**Exercise instructions**.
In the text on affordable housing below, what new minimum house size does the Rock Island proposal call for?

** Opening Text excerpt block **

Other options could mean changes in policies, like asking (or requiring) more of housing developers, educating and stabilizing at-risk households, lowering eviction rates through more effective mediation and changing zoning laws in order to encourage unique housing options.

One option in vogue these days: tiny homes. These homes vary in size, but the models we’ve seen range in size from 250- to 400-square feet. Such homes have been proposed in Davenport, and just days ago the director of a Detroit-based social service agency talked about the concept at a meeting in Rock Island County.

Last year, Davenport changed its zoning code to get rid of minimum structure and lot size requirements, which can be an impediment. That’s good.

In Rock Island, there is a proposal to change its code to cut its minimum house size from 900 square feet to 400 square feet. The change isn’t so much aimed at luring tiny homes, but a broader effort to increase the city’s supply and variety of housing options over the long term.

We believe these are positive steps, but they are only part of a series of changes required to improve the area’s range of housing options. Specifically whittling the deficit in affordable housing for the neediest among us means that developers, financial institutions and regulators need to think creatively, with an eye toward equity and inclusion.

One out of every eight Quad-City households has an income less than 30% of the area’s median, and about two-thirds of those see half their income go to housing costs.

Think about that for a moment.

That is far too many people paying far too much to be able to afford one of life’s basics.

** Closing Text excerpt block **
** Opening Provided data block **

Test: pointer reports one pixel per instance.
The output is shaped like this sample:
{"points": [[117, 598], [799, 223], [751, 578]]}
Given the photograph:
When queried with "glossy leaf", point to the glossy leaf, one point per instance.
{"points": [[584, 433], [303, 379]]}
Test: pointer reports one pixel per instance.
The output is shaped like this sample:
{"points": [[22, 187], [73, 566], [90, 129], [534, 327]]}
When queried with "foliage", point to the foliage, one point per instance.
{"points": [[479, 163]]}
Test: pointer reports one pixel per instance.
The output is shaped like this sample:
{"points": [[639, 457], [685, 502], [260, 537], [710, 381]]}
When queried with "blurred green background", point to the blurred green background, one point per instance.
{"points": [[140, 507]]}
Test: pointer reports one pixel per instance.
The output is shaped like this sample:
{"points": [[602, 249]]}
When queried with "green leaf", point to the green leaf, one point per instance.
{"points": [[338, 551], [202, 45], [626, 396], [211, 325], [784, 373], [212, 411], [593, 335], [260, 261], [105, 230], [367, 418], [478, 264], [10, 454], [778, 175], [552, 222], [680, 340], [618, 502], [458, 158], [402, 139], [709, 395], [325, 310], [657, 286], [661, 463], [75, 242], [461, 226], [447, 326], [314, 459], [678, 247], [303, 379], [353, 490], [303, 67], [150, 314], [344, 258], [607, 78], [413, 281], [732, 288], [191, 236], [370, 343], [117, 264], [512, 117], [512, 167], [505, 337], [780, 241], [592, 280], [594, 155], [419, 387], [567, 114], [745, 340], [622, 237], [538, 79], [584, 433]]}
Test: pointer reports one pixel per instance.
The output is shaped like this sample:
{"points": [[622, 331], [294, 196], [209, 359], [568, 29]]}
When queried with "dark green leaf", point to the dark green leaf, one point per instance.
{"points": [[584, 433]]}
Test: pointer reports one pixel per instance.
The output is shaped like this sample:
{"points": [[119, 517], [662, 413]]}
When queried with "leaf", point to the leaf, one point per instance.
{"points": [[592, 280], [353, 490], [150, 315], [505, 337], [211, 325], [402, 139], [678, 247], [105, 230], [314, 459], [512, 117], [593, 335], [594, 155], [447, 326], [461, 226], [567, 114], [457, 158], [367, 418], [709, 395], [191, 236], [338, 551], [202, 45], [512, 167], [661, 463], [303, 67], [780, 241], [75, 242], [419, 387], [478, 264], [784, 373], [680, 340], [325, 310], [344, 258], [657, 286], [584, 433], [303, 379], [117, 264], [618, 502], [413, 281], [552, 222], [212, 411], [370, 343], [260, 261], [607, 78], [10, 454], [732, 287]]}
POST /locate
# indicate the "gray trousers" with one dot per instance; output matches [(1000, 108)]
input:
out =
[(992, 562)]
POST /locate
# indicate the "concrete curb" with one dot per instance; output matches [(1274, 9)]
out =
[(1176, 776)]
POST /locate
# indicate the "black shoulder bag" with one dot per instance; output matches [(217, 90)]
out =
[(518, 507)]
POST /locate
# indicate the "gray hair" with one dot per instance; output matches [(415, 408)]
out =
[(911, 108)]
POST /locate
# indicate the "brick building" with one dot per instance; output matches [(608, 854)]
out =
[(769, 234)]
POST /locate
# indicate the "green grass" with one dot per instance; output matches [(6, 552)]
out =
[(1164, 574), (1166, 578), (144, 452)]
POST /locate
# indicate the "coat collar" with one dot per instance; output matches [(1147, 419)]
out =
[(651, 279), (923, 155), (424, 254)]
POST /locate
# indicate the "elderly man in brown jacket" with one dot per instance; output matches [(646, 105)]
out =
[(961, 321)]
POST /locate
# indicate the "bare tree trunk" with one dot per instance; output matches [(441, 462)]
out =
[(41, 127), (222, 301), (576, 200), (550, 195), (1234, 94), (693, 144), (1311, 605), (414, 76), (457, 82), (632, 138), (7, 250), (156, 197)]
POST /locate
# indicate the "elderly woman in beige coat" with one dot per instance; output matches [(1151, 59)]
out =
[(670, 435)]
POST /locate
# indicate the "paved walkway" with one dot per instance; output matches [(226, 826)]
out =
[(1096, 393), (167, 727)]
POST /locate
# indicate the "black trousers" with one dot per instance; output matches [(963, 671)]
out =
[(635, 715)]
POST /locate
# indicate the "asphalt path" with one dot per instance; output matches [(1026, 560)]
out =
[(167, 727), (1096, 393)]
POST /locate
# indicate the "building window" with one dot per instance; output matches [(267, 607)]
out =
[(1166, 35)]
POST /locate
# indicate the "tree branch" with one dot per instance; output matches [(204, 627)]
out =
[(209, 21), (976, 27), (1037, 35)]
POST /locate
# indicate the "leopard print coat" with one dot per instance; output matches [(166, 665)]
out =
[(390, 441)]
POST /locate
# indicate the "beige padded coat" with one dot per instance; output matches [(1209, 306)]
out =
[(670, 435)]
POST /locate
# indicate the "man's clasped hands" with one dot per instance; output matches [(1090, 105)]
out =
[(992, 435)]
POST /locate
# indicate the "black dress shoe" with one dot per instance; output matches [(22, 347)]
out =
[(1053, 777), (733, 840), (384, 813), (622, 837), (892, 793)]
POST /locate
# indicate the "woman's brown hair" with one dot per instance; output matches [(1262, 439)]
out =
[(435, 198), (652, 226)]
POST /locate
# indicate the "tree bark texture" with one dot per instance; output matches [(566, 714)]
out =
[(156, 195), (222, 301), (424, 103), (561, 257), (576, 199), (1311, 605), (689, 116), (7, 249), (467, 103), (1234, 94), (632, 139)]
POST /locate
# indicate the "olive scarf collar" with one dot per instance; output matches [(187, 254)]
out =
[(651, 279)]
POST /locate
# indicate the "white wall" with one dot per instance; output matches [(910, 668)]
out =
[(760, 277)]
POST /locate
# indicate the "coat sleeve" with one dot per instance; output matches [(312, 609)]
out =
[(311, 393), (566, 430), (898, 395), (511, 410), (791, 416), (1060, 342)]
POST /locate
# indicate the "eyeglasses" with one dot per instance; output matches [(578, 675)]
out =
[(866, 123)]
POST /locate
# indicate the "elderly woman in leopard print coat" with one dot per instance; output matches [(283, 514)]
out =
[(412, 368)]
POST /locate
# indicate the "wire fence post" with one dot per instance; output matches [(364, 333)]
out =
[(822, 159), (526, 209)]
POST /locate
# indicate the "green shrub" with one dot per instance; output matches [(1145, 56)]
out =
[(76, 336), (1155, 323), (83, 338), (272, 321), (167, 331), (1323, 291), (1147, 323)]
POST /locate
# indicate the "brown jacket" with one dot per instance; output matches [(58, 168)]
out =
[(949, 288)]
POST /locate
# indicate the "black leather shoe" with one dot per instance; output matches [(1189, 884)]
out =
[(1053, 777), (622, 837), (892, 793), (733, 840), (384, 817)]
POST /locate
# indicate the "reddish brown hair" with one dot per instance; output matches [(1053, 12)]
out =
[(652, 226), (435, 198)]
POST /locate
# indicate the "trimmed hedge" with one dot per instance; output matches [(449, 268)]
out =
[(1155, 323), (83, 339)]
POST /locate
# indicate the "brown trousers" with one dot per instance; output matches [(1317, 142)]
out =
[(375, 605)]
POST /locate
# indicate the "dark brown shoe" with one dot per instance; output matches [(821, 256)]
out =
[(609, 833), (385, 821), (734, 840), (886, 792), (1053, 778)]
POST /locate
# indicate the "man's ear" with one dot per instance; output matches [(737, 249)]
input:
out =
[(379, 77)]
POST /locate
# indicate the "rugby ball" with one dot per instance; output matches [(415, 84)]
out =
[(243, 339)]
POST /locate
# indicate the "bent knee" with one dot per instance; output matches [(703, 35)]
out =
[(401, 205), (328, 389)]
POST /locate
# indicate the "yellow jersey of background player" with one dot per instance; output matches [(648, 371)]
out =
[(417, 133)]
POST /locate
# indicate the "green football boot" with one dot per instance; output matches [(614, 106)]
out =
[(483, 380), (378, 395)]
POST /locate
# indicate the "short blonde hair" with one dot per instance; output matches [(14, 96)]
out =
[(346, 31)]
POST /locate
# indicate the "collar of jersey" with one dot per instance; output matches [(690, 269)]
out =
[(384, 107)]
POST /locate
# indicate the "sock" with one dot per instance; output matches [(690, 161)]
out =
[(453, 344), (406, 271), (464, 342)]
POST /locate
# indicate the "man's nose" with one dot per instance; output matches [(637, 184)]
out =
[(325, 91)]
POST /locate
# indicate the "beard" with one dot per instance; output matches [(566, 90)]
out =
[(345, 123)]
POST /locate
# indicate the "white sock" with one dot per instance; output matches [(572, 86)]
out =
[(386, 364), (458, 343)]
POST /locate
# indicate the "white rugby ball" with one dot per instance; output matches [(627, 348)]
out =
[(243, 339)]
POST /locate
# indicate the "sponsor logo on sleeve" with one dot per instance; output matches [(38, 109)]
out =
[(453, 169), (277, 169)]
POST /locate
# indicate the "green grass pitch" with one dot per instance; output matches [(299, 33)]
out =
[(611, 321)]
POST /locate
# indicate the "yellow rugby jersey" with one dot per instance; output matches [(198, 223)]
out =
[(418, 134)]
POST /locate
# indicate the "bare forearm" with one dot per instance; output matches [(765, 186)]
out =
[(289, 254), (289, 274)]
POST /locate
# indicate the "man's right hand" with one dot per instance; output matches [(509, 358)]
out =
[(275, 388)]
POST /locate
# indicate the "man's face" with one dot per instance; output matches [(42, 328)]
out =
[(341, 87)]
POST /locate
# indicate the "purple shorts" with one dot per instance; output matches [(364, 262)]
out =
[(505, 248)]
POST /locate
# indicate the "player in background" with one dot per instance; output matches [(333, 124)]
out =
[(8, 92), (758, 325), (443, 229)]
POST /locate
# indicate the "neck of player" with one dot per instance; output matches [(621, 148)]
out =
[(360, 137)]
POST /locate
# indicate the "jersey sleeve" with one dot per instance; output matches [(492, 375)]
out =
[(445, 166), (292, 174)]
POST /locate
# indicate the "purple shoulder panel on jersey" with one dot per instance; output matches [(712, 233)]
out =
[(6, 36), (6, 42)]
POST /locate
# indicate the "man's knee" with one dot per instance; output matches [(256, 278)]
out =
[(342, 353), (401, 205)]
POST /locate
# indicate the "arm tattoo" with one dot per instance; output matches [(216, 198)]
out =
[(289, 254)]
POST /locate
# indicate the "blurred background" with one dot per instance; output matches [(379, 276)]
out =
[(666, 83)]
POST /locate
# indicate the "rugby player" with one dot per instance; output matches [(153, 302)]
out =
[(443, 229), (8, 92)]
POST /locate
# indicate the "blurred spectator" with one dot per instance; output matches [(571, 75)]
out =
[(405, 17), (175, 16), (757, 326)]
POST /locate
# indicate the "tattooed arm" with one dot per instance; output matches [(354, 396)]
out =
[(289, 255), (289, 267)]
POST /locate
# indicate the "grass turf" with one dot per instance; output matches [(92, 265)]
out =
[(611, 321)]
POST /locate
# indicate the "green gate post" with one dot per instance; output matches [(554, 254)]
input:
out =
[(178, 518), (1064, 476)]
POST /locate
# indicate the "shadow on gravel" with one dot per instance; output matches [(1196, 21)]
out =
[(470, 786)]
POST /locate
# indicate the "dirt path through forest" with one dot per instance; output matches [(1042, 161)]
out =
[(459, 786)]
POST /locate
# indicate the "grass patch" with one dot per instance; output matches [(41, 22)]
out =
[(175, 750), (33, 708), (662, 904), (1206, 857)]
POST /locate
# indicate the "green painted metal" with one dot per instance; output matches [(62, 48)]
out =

** Closing Provided data block **

**Exercise answer**.
400 square feet, down from 900 square feet.